**O pedido**:
Liste todas as terras indígenas citadas no texto abaixo sobre a primeira assembleia realizada no Rio Envira.

**Texto fornecido**:

--*--

Primeira assembleia do povo Madjá do
Rio Envira, Feijó, Acre.
Lindomar Dias
Padilha
Com o tema TERRITÓRIO
PROTEGIDO: Soberania Alimentar e Espaço de Políticas Públicas foi realizada a I
Assembleia do povo Madijá do Rio Envira, no município de Feijó, no estado do
Acre nos dias 30 de abril a 02 maio. Todas as aldeias das três terras indígenas
localizadas no Médio e Alto Rio Envira: T.I Jaminawa/Envira, que acolheu os
representantes delegados, T.I Igarapé do Pau e T.I Kulina do Rio Envira além de
outras três lideranças da Aldeia Macapá, município do Envira, AM. Ao todo 150
lideranças se juntaram à comunidade da aldeia “Jaminawa” para discutir seus
problemas, compartilhar experiências, encontrar caminhos, exigir direitos e
respeito. Abrir os olhos!
A assembleia Madjá do Rio
Envira, faz parte de um conjunto de assembleias regionais e locais que o povo
Madijá vem realizando com apoio do Cimi Regional Amazônia Ocidental no intuito
de refletir sobre a dramática situação de violências, assassinatos, suicídios e
quase que total abandono do poder público, vivida por este povo que é um grande
povo com sua história escrita com suas próprias “tintas” na história dos povos
indígenas da Amazônia Ocidental e mesmo na história do Brasil. Já foram
realizadas quatro assembleias locais (por terras e aldeias mais próximas)

--*--

**Material fornecido**:
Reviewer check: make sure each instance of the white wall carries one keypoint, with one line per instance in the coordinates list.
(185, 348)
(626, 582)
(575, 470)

--*--

**Solução**:
T.I Jaminawa/Envira
T.I Igarapé do Pau
T.I Kulina do Rio Envira